** Exercises to complete **
1. In the text on policymaking, what could policymakers establish between the vision/outcomes and the actions being taken?
2. Change the stretch of the policymaking text from "Policy realisation is slow, as" through "investment to communities." by putting "irregular" in place of "ad hoc".

** Excerpted text **

:::

Assumptions driven, policy interventions are based on past or current assumptions, without testing, exploring or co-designing a range of approaches. Test-driven, a diverse range of potential policy interventions are explored, with a range of stakeholders, with feasible options tested before finalising policy options or ratifications.
Culturally exclusive, policies are developed without culturally diverse experience or expertise. Culturally inclusive, policies are developed in a culturally inclusive way, embracing diverse knowledge systems and methods.
Split policy infrastructure, where policy design and modelling happen in one place, but policy delivery happens in a different place, leading to inconsistencies in implementation assumptions, and the inability of policy owners to monitor the reality of policy implementation. Modelling is often limited in scope and domain, so policy conflicts are only identified in delivery, too late to inform design. Shared policy infrastructure, and common and shared digital policy models are used for both modelling/design and delivery, such that there is no gap between the two. Policy owners can have higher confidence in the likely impacts of change, whilst also keeping a finger on the pulse of actual policy impacts. Policy intent and impact are monitored alongside performance and CX measures, and feedback loops loop back to policy.
Policy realisation is slow, as the whole lifecycle requires policy options, legislation/regulation, and operational policy development, with several opportunities for misinterpretation. Policy intent can take years to even start to be realised. Policy realisation is fast, policies are developed in a faster way with reference implementations resulting from rapid and test-driven drafting of human and machine-readable policy. This results in better rules & dramatically speeds up implementation.
Community engagement, engaging the public in research or testing ideas is currently ad hoc and inconsistent. Community empowerment could refer to both the ability for communities to generate new policy ideas with government, but also that public sectors attempt to devolve more decision-making on policy or investment to communities.

Perhaps policymaking could be more of a team sport:

(CC-BY: Pia Andrews, 2023.)

All teams involved in policy work together to co-design the policy intent, instructions, and success criteria and to pre-test some interventions. All teams work together to design, deliver and continuously improve all policy interventions, using shared policy tools, data, systems and methods, with impact monitored (intended and unintended) and evaluations triggered as required. CC-BY: Pia Andrews, 2023

Below is a high-level potential approach to the policy lifecycle, where policies are designed and delivered collaboratively, with shared policy infrastructure and real impacts monitored,  escalated and fed into policy improvements over time, with formal evaluations able to be triggered when things go terribly wrong, not years later. Policymakers could, for instance, establish a theory of change between the vision/outcomes and the actions being taken, to ensure the indicators and measures are connected to and represented in delivery from the start. If all policies required a purpose statement, it would help implementers to ensure the delivery was aligned with the purpose and intent of the policies.

:::

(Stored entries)
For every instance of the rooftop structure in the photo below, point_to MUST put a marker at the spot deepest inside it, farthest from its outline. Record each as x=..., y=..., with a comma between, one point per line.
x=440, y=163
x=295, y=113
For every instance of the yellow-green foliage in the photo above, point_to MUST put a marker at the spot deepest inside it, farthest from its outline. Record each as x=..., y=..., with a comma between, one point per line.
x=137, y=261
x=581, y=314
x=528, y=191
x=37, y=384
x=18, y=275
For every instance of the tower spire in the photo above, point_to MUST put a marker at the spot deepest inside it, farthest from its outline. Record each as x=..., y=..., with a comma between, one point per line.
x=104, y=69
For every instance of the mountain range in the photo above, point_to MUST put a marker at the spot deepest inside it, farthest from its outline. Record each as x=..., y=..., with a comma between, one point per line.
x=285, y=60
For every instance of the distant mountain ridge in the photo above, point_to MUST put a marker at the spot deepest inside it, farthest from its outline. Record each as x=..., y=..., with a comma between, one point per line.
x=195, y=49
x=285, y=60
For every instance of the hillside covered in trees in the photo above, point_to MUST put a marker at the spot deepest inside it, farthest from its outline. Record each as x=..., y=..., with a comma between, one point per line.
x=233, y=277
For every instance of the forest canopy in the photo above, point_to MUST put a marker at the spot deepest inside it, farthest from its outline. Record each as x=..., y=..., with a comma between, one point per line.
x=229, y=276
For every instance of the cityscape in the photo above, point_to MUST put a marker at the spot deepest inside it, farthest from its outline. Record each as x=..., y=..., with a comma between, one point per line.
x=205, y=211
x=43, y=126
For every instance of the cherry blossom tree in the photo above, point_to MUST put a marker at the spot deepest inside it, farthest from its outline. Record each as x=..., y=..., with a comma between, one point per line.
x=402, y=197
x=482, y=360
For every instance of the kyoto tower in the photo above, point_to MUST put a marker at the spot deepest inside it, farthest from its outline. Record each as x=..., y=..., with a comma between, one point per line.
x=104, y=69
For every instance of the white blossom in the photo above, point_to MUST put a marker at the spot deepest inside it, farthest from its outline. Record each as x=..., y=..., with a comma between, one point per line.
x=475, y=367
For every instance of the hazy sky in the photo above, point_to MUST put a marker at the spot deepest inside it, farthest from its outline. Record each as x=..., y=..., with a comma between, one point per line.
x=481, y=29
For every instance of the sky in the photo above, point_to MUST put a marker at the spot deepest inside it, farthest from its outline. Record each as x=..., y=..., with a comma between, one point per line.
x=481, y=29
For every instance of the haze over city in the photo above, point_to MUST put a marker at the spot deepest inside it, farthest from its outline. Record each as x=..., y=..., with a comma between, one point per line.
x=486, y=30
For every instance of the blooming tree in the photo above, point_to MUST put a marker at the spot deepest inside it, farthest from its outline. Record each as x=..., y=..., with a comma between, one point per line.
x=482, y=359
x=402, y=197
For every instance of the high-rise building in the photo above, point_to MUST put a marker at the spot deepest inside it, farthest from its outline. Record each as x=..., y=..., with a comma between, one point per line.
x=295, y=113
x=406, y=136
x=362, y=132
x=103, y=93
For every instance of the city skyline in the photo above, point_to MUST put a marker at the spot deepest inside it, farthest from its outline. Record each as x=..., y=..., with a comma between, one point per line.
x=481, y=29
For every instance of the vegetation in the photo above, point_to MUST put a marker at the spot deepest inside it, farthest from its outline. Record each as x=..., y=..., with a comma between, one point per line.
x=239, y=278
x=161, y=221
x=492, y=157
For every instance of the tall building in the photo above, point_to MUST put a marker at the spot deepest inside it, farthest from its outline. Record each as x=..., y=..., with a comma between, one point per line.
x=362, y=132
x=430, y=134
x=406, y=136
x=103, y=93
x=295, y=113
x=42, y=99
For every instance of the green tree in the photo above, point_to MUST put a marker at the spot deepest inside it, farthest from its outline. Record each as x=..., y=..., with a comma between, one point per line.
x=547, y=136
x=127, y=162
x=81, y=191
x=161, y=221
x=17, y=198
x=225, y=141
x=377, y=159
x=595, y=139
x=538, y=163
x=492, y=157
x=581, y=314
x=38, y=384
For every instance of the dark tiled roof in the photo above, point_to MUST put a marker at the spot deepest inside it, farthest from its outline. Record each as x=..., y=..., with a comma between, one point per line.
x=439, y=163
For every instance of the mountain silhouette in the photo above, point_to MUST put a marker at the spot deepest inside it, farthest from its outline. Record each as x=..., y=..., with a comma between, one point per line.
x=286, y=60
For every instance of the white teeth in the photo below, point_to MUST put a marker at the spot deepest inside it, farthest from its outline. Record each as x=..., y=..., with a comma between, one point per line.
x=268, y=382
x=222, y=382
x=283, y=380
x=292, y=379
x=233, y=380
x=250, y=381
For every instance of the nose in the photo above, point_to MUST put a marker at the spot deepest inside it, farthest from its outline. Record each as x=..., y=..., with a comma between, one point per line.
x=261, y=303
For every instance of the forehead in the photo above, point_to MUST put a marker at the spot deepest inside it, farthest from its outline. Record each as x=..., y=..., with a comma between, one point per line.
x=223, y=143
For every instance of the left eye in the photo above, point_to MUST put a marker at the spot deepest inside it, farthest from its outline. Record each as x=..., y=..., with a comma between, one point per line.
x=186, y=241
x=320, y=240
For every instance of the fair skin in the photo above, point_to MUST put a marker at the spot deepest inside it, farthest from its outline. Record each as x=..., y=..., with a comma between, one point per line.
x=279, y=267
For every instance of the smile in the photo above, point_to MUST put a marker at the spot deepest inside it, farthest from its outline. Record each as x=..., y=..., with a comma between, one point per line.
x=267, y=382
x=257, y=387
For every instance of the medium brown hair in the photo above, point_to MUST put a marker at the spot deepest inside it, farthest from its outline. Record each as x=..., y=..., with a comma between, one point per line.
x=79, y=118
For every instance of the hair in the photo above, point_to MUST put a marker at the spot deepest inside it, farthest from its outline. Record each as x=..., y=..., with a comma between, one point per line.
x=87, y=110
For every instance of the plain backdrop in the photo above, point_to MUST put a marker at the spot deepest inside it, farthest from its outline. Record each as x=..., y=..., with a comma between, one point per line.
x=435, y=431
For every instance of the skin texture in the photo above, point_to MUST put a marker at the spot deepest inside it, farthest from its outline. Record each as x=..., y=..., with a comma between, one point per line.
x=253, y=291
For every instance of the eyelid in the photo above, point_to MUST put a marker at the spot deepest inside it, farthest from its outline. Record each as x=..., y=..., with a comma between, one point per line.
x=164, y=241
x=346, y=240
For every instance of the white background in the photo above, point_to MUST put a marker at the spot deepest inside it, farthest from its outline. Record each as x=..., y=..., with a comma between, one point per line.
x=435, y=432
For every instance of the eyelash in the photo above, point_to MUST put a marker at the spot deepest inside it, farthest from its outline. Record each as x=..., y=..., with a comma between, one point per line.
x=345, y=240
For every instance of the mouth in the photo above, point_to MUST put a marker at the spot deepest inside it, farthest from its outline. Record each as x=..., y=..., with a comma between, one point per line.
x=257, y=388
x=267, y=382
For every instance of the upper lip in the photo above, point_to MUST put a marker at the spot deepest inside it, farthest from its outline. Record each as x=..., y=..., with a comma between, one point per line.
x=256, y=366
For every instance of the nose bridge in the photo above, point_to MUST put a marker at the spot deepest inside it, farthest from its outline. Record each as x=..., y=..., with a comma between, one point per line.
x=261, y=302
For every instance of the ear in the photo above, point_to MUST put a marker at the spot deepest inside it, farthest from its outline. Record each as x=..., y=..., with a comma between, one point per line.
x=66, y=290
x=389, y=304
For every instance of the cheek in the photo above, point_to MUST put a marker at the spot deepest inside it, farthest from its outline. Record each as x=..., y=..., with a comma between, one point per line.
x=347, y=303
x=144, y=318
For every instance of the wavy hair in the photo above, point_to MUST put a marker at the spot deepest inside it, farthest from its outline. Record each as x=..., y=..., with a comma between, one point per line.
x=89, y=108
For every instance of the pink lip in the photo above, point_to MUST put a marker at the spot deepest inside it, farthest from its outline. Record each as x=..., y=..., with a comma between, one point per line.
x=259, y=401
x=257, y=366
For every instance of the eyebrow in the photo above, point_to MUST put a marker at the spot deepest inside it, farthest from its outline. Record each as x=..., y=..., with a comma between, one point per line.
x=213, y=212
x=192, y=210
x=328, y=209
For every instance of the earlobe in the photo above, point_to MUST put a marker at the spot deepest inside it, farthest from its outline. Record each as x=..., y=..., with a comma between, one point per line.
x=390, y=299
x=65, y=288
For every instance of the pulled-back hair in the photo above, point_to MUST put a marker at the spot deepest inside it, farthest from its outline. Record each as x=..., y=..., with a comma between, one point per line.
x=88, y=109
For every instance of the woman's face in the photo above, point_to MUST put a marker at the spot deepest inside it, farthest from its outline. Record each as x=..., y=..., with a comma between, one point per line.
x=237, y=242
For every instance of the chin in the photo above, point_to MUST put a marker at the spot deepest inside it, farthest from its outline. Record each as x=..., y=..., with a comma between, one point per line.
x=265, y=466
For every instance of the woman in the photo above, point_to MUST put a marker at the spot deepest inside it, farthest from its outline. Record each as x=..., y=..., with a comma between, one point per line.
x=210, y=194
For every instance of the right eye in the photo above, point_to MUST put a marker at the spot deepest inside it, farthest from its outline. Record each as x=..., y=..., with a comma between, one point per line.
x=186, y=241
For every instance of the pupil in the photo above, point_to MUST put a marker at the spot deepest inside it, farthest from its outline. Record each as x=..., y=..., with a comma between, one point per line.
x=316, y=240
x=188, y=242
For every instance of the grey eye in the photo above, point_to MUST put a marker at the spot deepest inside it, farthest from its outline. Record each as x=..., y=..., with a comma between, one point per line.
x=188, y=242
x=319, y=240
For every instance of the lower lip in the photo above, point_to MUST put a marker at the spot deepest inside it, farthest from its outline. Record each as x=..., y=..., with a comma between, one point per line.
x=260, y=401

:::

** Expected answers **
1. A theory of change.

2.
Policy realisation is slow, as the whole lifecycle requires policy options, legislation/regulation, and operational policy development, with several opportunities for misinterpretation. Policy intent can take years to even start to be realised. Policy realisation is fast, policies are developed in a faster way with reference implementations resulting from rapid and test-driven drafting of human and machine-readable policy. This results in better rules & dramatically speeds up implementation.
Community engagement, engaging the public in research or testing ideas is currently irregular and inconsistent. Community empowerment could refer to both the ability for communities to generate new policy ideas with government, but also that public sectors attempt to devolve more decision-making on policy or investment to communities.